• **Task requirements**:
Which lines of the data include the string "below"? List them all.

• **Information shown**:
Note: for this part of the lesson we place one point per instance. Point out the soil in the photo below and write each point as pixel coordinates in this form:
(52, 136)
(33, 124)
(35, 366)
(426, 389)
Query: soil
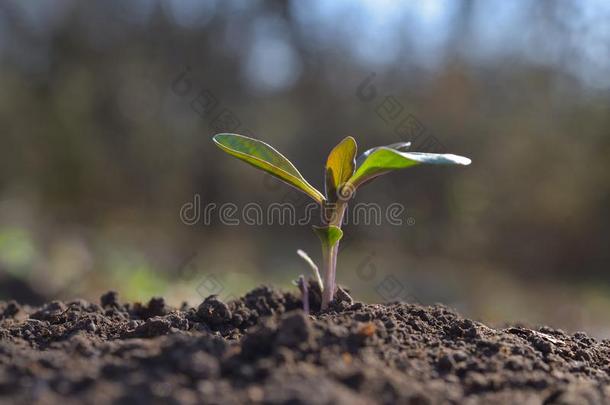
(262, 348)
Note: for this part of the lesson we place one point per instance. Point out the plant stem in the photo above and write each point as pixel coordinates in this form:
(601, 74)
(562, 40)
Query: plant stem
(330, 257)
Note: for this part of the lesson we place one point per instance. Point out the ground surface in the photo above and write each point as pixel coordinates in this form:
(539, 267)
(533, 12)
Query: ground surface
(263, 349)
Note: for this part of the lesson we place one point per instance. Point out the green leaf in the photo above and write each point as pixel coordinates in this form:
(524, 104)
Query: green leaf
(385, 159)
(400, 146)
(329, 235)
(265, 157)
(340, 166)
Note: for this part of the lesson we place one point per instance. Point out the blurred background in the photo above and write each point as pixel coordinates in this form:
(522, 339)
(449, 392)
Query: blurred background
(107, 109)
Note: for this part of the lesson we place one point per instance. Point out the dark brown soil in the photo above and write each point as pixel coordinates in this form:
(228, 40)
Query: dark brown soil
(263, 349)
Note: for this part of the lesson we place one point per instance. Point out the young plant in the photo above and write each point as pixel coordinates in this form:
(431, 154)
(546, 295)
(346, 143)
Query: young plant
(344, 173)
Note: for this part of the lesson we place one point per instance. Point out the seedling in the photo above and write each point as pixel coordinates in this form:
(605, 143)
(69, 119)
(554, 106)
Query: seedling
(344, 173)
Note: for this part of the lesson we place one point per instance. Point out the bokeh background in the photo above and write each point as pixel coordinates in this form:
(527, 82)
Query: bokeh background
(107, 109)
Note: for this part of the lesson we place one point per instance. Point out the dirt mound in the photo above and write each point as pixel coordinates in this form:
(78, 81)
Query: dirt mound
(263, 349)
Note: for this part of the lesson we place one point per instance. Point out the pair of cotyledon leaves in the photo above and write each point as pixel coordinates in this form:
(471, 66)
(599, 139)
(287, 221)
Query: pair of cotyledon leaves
(343, 170)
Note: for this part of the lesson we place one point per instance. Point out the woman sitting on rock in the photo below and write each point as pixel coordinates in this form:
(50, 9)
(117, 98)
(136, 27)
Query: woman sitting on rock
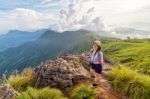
(96, 61)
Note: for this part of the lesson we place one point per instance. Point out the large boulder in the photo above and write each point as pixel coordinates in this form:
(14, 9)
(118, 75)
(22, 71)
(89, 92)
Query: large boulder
(62, 73)
(7, 92)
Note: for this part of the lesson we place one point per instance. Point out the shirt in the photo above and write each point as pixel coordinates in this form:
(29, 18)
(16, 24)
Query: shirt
(96, 58)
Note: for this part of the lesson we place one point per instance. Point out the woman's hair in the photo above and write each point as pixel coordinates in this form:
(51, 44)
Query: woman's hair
(98, 43)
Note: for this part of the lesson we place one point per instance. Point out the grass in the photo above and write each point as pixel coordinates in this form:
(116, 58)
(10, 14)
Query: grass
(134, 53)
(130, 83)
(83, 92)
(44, 93)
(20, 82)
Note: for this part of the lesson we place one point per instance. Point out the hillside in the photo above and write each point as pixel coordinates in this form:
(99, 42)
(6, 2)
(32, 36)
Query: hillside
(133, 53)
(15, 38)
(50, 45)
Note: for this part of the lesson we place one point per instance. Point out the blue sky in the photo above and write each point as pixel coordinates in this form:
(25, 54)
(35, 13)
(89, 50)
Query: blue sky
(62, 15)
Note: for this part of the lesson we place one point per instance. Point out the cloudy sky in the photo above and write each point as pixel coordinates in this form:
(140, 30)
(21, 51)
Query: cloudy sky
(62, 15)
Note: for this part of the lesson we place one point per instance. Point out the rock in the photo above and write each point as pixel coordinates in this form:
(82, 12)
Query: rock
(7, 92)
(62, 73)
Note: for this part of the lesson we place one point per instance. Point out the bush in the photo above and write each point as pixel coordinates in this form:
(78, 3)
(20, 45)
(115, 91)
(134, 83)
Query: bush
(21, 81)
(45, 93)
(83, 92)
(130, 83)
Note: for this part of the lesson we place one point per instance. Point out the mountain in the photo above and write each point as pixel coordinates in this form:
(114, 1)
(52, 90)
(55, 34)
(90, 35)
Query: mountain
(16, 37)
(48, 46)
(123, 32)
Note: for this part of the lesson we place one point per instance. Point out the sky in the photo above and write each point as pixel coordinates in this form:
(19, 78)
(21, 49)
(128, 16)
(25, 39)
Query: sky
(63, 15)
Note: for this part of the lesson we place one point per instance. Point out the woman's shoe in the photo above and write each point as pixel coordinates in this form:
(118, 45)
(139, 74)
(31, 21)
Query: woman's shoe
(94, 85)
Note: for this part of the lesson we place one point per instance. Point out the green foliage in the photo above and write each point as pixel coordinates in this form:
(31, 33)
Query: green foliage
(83, 92)
(21, 81)
(45, 93)
(133, 53)
(130, 83)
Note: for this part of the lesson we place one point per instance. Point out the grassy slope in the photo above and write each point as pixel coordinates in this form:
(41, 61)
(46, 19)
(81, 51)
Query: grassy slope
(132, 53)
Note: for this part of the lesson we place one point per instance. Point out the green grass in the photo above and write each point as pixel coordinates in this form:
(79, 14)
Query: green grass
(20, 82)
(133, 53)
(83, 92)
(45, 93)
(130, 83)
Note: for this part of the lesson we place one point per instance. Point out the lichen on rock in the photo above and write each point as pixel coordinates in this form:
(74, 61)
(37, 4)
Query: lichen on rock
(63, 73)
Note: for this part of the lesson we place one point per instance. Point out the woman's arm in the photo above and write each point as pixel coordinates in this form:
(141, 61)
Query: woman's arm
(101, 60)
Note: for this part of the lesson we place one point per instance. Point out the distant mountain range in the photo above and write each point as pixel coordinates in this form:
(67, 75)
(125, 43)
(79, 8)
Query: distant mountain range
(26, 49)
(16, 37)
(122, 32)
(48, 46)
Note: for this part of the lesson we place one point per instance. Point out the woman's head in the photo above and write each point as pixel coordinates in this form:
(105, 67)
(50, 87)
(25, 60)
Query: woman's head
(96, 45)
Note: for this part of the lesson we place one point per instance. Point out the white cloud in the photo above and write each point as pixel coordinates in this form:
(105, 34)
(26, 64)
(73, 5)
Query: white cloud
(25, 19)
(62, 15)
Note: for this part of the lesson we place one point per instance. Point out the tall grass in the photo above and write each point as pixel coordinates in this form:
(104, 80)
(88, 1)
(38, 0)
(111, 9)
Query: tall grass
(21, 81)
(83, 92)
(134, 54)
(130, 83)
(45, 93)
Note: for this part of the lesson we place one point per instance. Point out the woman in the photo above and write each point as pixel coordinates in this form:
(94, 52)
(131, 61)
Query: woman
(96, 62)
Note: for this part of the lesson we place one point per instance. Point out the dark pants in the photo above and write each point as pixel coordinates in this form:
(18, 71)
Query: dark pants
(97, 68)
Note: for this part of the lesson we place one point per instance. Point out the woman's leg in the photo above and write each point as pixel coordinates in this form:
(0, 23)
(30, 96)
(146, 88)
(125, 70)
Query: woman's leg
(98, 78)
(92, 72)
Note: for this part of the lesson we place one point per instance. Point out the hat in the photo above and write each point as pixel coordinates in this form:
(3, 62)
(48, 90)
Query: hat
(97, 42)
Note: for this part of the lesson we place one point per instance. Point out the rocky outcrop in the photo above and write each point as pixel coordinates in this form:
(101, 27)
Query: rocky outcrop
(7, 92)
(61, 73)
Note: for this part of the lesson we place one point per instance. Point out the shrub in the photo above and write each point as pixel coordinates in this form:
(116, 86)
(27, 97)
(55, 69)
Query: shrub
(130, 83)
(20, 81)
(83, 92)
(45, 93)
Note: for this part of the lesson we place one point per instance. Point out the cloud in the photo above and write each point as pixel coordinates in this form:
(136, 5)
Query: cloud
(62, 15)
(76, 16)
(25, 19)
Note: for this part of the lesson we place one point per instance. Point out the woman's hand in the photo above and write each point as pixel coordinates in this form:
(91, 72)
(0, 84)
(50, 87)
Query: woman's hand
(86, 56)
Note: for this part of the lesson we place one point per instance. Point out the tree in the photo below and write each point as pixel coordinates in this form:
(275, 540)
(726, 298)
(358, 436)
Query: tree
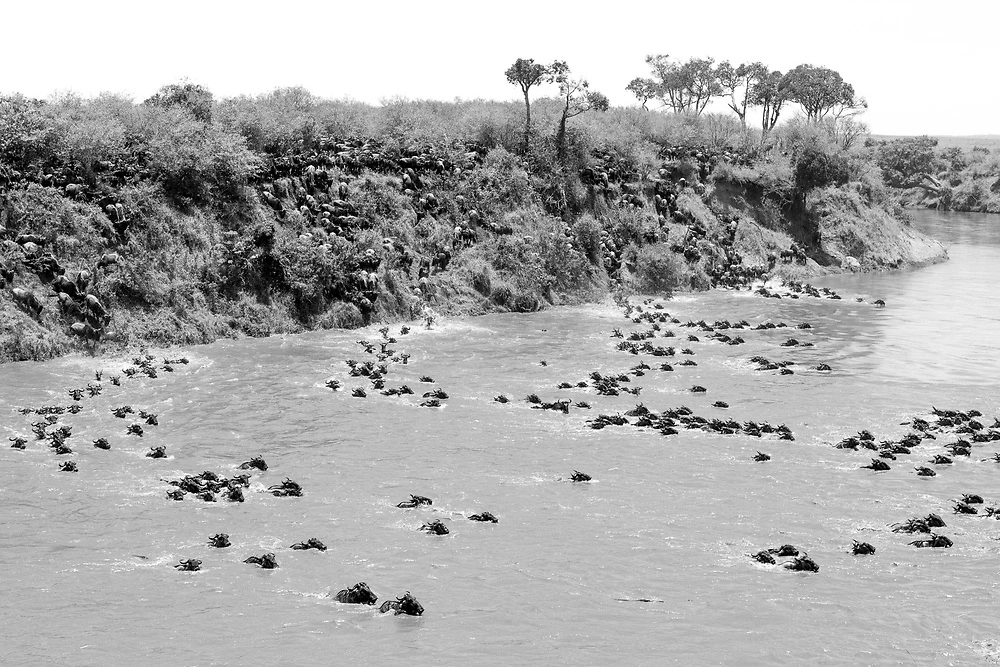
(527, 73)
(738, 83)
(769, 92)
(577, 98)
(197, 99)
(643, 89)
(819, 91)
(903, 161)
(686, 88)
(26, 134)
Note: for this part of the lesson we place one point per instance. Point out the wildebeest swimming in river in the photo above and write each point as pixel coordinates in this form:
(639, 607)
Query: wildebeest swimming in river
(404, 605)
(359, 593)
(267, 561)
(414, 501)
(311, 543)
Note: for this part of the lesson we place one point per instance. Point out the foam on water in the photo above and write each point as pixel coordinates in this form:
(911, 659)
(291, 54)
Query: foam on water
(561, 577)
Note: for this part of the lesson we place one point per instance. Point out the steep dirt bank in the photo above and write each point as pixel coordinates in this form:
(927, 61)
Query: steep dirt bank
(343, 245)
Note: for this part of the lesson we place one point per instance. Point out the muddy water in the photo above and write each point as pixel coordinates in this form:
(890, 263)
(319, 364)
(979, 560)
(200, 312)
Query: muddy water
(647, 563)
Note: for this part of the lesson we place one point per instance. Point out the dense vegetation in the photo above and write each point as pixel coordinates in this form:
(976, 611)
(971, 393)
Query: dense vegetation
(185, 218)
(948, 178)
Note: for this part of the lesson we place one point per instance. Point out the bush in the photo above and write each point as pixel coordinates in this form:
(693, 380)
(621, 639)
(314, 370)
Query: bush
(658, 270)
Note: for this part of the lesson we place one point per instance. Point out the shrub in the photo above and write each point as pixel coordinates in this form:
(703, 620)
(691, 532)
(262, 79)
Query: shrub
(658, 270)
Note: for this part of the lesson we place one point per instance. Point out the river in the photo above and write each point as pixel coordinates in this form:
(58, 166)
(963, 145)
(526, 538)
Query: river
(645, 564)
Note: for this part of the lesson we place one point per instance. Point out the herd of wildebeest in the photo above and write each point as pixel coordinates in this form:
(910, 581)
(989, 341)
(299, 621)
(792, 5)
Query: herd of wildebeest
(326, 201)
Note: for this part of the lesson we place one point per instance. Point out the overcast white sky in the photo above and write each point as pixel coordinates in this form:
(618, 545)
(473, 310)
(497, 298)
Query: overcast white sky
(925, 67)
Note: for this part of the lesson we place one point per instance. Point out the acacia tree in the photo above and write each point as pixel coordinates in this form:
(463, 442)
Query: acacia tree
(577, 98)
(769, 92)
(643, 89)
(686, 88)
(820, 91)
(738, 83)
(527, 73)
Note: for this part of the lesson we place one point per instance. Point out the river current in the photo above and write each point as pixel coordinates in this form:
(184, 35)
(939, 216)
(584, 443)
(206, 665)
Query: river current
(646, 564)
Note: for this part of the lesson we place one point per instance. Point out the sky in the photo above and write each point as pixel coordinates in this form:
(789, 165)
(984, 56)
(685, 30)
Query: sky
(924, 67)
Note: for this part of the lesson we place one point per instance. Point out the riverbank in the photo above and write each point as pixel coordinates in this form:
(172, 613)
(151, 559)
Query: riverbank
(182, 224)
(364, 249)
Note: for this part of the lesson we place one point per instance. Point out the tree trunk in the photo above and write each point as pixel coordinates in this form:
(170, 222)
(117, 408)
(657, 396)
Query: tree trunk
(561, 139)
(527, 120)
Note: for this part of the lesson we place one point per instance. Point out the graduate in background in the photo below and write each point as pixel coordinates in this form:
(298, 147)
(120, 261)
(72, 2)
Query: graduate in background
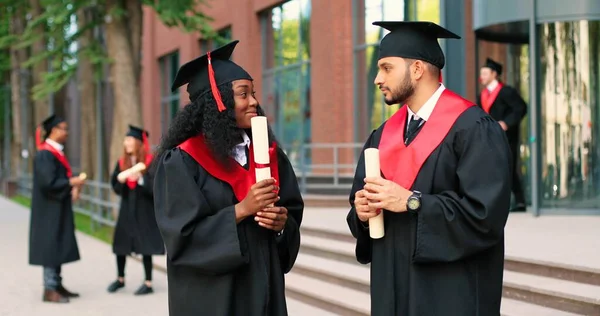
(227, 249)
(444, 190)
(136, 230)
(52, 240)
(505, 105)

• **Solution to the exercise**:
Note: for this part of the lesson we place one point per instance. Point out the soil in the photo below and write each point as pixel coordinates in this form:
Note: for this part of the lesson we place one point per instance. Point out the woman sitting on rock in the photo below and write each point as pixel coordinates in this form:
Note: for this part of the lesson we place one point per instance. Point out the tree in the photo below and write each point as pixel coordinates in this form:
Note: for this part of the lesson we place one point per instance. Point out the graduate in background in the photo below and write each point as pixel coordinates in this form:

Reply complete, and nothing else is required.